Задание >>
Перепишите отрывок о повороте дивизий к Каче от слов «Оценив новую обстановку, командарм» до слов «повернуть 172-ю дивизию.» включительно, подставив «командующий армией» вместо «командарм».

Выбранный отрывок >>
######
Подобные вопросы возникали и тогда. А ответ на них диктовался состоянием наших войск, характером местности, общей обстановкой.
Да, мы с самого начала сознавали, что без боя на севастопольские рубежи не выйдем. Однако бой бою рознь. Вступать в него ночью, в голой степи, да еще с ходу, имея мало боеприпасов, без танков, не зная к тому же, сколько их у противника и каковы его силы вообще (а быстро выяснить это мы не могли), - не слишком ли велик риск? Попытка пройти к Каче напролом, даже если бы это вообще удалось, могла обернуться такими потерями, после которых от армии, и так уж очень поредевшей, было бы под Севастополем мало проку.
Оценив новую обстановку, командарм около полуночи принял решение направить дивизии на юго-восток от Симферополя, с тем чтобы предгорьями обойти противника, прорвавшегося на юг, и вывести наши войска на Качу.
Приказ об изменении маршрута передавался в каждую из колонн устно и, во избежание сомнений и переспросов, самыми ответственными лицами. Командиру 95-й дивизии командарм объявил приказ лично, застав его у деревни Камбары, где тот поджидал подхода своих частей. Мне было поручено повернуть 172-ю дивизию.
В ночной степи, озаряемой разгоравшимися где-то на западе пожарами, у развилки дорог, я во второй раз встретился с полковником Иваном Андреевичем Ласкиным, которого впервые увидел несколько часов назад в Экибаше.
Ласкин производил хорошее впечатление: подтянутый, собранный, явно со строевой жилкой и, как видно, наделен живым умом, быстрой реакцией, схватывает все с полуслова. Должен сказать, что такое представление о нем в дальнейшем только укреплялось.
Объяснять полковнику Ласкину новую задачу было легко. Притом он отлично понимал, что, раз маршрут удлиняется, важно форсировать движение как только можно.
Мы разговаривали у моей эмки, пропуская мимо дивизию: артиллерийские упряжки, повозки и машины, стрелковые подразделения в пешем строю, снова орудия... Но всего не так-то много, даже с учетом того, что тылы пошли отдельно. А особенно - людей в строю.
Удивляться, впрочем, не приходилось: дивизия с сентября в тяжелых боях, участвовала в крупных контратаках, когда отбивали Армянск, принимала на себя удары и двух, и трех неприятельских дивизий, не давая прорвать свою оборону. А пополнение получала вряд ли регулярно.
Беспокоило состояние других соединений: в каком составе идут они? Полных сведений об этом штарм пока не имел и мог получить, видимо, еще не так скоро.
######
Данные >>
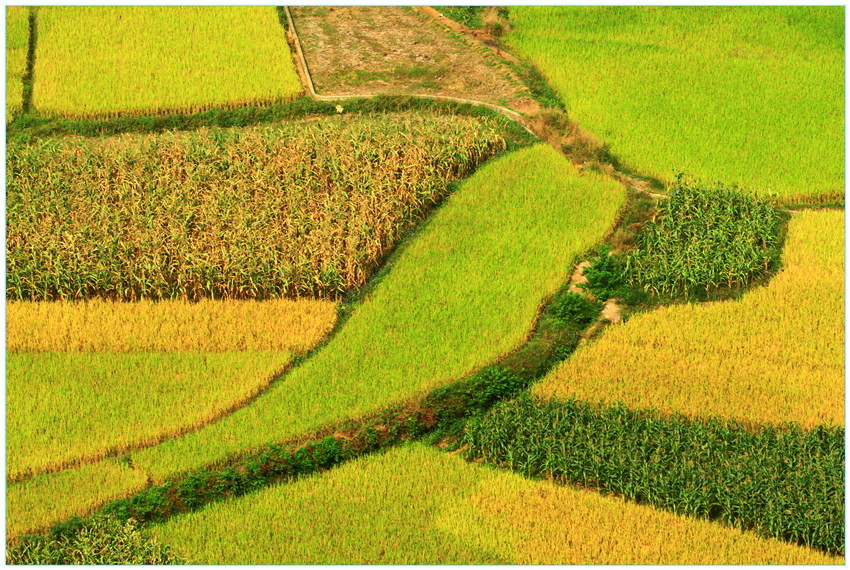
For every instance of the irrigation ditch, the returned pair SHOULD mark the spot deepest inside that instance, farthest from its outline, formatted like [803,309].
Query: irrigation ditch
[646,457]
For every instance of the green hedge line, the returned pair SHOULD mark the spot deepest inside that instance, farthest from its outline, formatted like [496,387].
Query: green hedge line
[781,482]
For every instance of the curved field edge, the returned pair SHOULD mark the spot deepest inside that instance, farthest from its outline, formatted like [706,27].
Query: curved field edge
[774,356]
[415,505]
[767,114]
[460,294]
[67,408]
[43,500]
[167,326]
[182,58]
[310,208]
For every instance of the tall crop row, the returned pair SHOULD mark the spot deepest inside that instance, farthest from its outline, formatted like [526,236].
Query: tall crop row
[787,484]
[305,209]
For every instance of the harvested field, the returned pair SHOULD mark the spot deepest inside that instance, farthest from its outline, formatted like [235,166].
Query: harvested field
[775,356]
[415,505]
[154,59]
[397,50]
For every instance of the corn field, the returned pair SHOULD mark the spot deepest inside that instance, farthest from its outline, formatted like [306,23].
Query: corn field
[140,60]
[264,212]
[703,238]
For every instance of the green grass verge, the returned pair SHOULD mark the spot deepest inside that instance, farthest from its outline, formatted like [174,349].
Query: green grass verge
[414,505]
[787,484]
[752,95]
[462,293]
[64,406]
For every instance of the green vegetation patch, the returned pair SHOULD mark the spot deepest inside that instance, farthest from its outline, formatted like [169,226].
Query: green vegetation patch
[414,505]
[746,95]
[705,237]
[463,292]
[285,209]
[108,60]
[783,483]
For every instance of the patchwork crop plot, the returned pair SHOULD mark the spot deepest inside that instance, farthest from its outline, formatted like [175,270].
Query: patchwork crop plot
[395,50]
[462,293]
[775,356]
[415,505]
[753,96]
[17,37]
[164,369]
[136,60]
[256,213]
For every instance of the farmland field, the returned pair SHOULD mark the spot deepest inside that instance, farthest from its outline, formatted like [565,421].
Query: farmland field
[415,505]
[146,60]
[17,36]
[85,378]
[463,292]
[776,355]
[753,96]
[53,497]
[284,209]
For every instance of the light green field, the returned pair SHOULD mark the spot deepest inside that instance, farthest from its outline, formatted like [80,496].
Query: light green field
[775,356]
[98,60]
[463,292]
[753,96]
[47,499]
[17,37]
[415,505]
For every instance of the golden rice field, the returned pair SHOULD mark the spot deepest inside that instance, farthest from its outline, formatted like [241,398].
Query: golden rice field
[77,388]
[416,505]
[95,325]
[107,61]
[17,37]
[459,295]
[776,355]
[46,499]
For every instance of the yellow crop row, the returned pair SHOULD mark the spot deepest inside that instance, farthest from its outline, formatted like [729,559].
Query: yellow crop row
[415,505]
[17,37]
[100,60]
[776,355]
[48,499]
[167,326]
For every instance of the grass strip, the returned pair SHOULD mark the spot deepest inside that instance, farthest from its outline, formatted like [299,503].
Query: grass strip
[182,58]
[414,505]
[637,77]
[463,293]
[787,484]
[39,502]
[775,355]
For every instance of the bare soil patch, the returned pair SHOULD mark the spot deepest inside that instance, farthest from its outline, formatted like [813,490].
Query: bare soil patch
[370,50]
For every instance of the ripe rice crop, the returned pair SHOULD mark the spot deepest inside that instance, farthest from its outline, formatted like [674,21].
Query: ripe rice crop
[167,326]
[17,38]
[46,499]
[287,209]
[775,356]
[415,505]
[63,406]
[107,61]
[752,96]
[703,238]
[460,294]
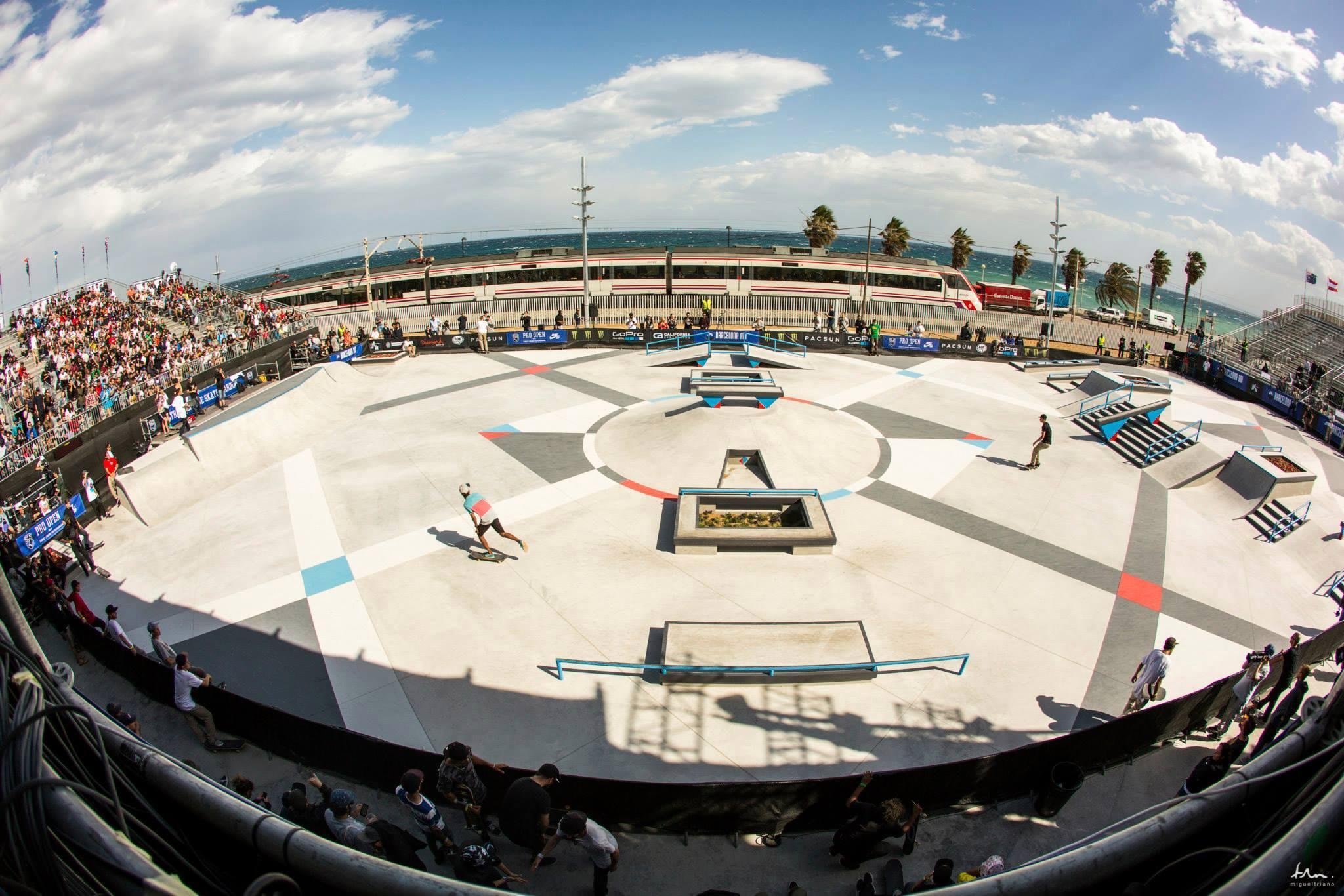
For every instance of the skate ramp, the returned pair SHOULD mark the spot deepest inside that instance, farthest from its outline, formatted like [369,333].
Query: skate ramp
[242,441]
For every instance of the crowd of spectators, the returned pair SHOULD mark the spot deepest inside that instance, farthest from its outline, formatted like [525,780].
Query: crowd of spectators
[87,354]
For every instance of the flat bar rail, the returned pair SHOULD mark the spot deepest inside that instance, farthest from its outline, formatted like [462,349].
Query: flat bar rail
[1169,443]
[766,670]
[1293,519]
[1106,401]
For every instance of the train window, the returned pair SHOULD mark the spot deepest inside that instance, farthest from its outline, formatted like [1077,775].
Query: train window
[639,272]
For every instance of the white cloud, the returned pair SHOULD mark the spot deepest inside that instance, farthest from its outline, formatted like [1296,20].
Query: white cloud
[1156,155]
[1335,68]
[931,24]
[1221,30]
[229,127]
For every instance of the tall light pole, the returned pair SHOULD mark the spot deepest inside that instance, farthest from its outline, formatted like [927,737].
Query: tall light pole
[867,260]
[583,218]
[1054,274]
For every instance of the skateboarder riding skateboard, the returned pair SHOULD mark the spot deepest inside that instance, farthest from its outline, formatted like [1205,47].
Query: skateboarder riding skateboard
[484,518]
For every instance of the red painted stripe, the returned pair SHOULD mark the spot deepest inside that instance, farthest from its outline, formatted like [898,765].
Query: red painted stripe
[644,489]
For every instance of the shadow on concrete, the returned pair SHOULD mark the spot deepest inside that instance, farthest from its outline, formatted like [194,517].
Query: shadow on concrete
[1069,716]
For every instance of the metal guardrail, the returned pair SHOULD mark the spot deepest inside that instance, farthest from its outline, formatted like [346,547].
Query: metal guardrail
[1106,401]
[765,670]
[1290,521]
[1172,442]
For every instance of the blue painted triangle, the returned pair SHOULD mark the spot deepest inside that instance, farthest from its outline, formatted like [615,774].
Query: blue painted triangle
[1109,430]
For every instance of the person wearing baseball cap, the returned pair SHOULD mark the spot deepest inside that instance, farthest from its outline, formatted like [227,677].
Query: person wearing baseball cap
[526,810]
[596,840]
[484,518]
[1148,678]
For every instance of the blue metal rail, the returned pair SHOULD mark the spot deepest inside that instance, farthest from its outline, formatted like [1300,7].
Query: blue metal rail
[1290,523]
[765,670]
[1173,442]
[1106,399]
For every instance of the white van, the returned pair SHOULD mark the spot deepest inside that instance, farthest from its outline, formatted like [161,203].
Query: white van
[1159,320]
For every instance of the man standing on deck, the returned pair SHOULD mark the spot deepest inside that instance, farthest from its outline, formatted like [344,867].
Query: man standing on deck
[1041,443]
[484,518]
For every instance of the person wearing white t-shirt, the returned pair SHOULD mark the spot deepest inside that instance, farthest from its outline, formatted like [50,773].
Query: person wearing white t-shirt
[1148,678]
[202,720]
[596,840]
[115,632]
[483,327]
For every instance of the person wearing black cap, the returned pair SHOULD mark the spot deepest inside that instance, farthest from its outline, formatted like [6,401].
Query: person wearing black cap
[526,812]
[460,785]
[596,840]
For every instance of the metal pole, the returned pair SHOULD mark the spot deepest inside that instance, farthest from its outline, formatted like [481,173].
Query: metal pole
[867,258]
[583,218]
[369,287]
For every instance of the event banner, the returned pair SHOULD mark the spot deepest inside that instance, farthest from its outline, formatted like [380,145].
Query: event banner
[910,344]
[49,527]
[537,338]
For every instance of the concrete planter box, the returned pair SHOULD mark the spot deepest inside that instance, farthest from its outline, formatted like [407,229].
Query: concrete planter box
[1255,478]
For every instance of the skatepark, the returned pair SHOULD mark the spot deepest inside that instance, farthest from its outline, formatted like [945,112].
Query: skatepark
[310,546]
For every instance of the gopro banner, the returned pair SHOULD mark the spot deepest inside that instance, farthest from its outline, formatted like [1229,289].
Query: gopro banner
[537,338]
[49,527]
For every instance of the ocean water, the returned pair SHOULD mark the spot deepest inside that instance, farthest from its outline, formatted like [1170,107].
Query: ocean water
[984,265]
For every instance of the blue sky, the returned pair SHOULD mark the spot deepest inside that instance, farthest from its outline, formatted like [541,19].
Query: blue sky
[270,133]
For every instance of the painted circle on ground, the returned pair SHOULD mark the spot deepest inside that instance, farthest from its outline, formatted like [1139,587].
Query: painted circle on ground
[682,443]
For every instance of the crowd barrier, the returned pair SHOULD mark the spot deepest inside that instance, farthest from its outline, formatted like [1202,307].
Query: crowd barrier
[759,806]
[623,338]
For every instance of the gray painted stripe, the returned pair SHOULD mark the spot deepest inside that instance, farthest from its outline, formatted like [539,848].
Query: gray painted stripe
[1051,556]
[1215,621]
[436,393]
[894,425]
[1146,554]
[1129,636]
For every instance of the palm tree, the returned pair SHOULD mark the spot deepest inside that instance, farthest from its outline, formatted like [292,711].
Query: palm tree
[1020,260]
[961,247]
[1117,287]
[1073,268]
[1195,268]
[1162,268]
[895,238]
[820,228]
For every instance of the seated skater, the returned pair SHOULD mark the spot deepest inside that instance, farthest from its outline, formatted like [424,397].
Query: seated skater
[484,518]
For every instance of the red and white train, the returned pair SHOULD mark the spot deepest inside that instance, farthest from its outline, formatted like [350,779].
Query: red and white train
[776,270]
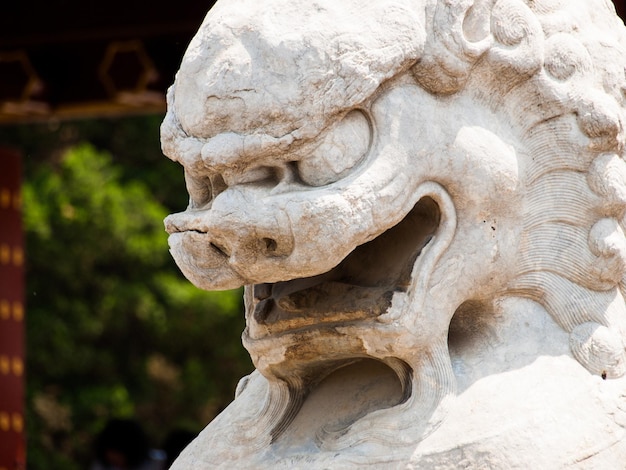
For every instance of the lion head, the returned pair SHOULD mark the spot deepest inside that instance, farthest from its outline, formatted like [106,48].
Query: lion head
[377,174]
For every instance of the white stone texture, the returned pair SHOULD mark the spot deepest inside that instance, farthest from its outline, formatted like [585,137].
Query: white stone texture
[425,200]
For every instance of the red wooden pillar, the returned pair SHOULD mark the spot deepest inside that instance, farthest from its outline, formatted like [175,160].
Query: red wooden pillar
[12,448]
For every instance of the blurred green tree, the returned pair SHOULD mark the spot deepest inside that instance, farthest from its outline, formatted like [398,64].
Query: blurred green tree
[113,329]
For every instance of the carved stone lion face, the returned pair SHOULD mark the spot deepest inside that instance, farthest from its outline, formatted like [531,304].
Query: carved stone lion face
[368,177]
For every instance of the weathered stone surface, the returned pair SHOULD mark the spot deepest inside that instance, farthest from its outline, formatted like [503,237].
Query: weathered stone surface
[425,200]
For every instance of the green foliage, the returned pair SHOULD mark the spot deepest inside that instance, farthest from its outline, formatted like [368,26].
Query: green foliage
[113,329]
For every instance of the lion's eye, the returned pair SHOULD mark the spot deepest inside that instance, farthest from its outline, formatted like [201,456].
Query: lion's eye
[343,147]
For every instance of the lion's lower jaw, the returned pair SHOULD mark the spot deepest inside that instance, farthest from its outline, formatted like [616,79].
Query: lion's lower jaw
[369,403]
[519,359]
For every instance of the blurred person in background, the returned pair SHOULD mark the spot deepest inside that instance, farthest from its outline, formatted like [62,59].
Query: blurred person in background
[123,445]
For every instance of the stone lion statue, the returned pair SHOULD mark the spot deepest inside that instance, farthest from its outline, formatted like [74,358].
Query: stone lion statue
[425,201]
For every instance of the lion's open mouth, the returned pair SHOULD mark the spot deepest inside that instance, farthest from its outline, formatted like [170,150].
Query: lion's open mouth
[360,287]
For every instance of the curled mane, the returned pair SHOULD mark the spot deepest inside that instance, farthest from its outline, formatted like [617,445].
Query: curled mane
[566,102]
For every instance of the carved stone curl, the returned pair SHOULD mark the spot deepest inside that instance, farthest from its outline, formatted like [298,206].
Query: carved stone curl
[425,200]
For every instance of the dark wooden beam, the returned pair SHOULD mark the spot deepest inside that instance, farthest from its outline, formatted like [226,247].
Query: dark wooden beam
[80,58]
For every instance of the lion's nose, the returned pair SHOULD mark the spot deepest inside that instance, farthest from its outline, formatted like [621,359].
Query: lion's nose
[249,240]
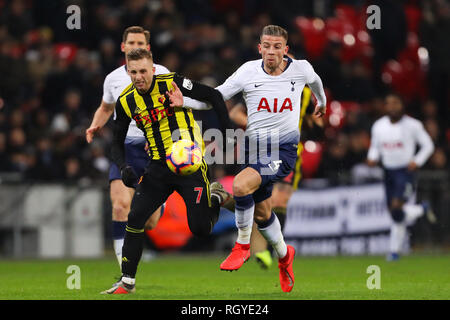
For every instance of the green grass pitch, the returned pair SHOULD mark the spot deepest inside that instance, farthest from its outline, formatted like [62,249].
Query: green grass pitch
[195,277]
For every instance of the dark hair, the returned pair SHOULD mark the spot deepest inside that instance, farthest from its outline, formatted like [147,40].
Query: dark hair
[138,54]
[136,29]
[395,94]
[273,30]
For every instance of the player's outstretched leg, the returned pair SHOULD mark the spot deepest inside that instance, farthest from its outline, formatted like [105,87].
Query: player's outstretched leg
[286,270]
[271,231]
[240,253]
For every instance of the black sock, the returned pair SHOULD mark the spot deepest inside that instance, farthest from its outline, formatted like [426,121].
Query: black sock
[132,252]
[215,210]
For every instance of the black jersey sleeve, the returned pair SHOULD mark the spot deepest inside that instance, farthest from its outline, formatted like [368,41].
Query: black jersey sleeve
[120,130]
[198,91]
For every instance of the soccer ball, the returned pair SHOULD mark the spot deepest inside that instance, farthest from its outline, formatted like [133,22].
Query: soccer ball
[184,158]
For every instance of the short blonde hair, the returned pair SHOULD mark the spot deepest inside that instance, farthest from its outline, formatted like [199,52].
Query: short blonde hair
[138,54]
[273,30]
[136,29]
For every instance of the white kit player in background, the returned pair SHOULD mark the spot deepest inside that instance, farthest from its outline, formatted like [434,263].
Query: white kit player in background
[272,88]
[114,84]
[394,139]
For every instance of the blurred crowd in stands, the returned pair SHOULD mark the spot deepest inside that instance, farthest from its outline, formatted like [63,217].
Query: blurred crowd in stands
[51,78]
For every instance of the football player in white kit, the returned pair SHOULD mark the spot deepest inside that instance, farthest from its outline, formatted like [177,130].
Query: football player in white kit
[272,88]
[394,139]
[115,82]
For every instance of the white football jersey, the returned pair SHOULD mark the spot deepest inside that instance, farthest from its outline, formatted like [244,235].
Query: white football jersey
[273,102]
[395,143]
[115,83]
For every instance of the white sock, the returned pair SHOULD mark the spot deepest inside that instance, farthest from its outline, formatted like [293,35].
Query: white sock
[118,244]
[273,235]
[244,223]
[397,236]
[130,281]
[412,212]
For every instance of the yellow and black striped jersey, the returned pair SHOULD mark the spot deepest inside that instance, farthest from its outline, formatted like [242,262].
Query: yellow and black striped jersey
[161,123]
[306,108]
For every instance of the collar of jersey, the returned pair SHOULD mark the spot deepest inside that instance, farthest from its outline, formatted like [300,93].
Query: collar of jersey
[289,61]
[150,89]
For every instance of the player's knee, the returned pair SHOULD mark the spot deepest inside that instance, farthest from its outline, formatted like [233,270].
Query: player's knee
[240,188]
[135,220]
[120,210]
[152,221]
[201,228]
[150,225]
[397,215]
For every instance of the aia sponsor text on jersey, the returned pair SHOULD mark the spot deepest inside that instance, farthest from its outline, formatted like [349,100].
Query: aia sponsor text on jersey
[273,106]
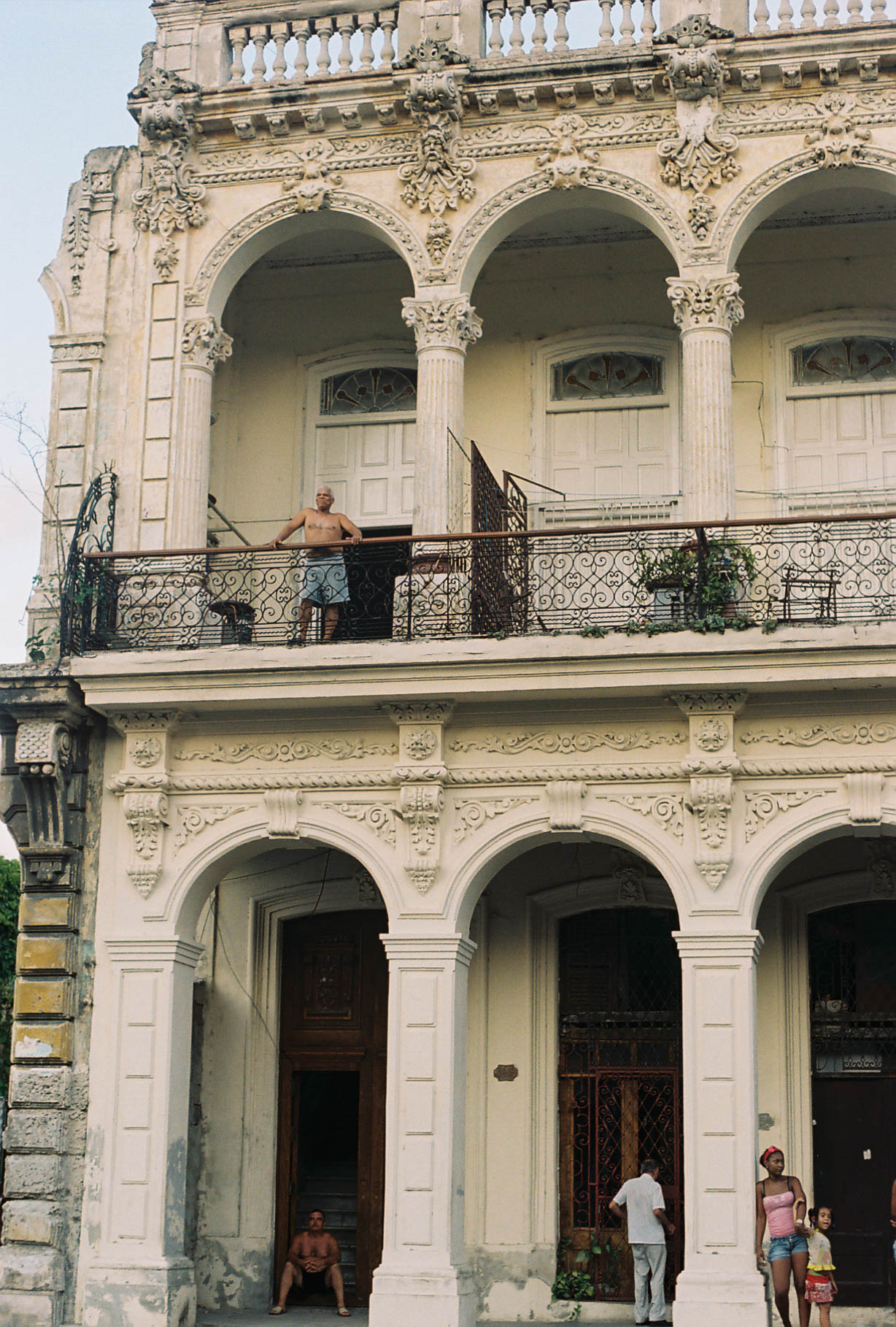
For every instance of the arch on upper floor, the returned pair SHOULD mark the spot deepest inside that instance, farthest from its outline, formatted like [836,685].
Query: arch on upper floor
[619,827]
[808,830]
[252,236]
[534,196]
[789,181]
[235,845]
######
Ответ >>
Оценив новую обстановку, командующий армией около полуночи принял решение направить дивизии на юго-восток от Симферополя, с тем чтобы предгорьями обойти противника, прорвавшегося на юг, и вывести наши войска на Качу.
Приказ об изменении маршрута передавался в каждую из колонн устно и, во избежание сомнений и переспросов, самыми ответственными лицами. Командиру 95-й дивизии командующий армией объявил приказ лично, застав его у деревни Камбары, где тот поджидал подхода своих частей. Мне было поручено повернуть 172-ю дивизию.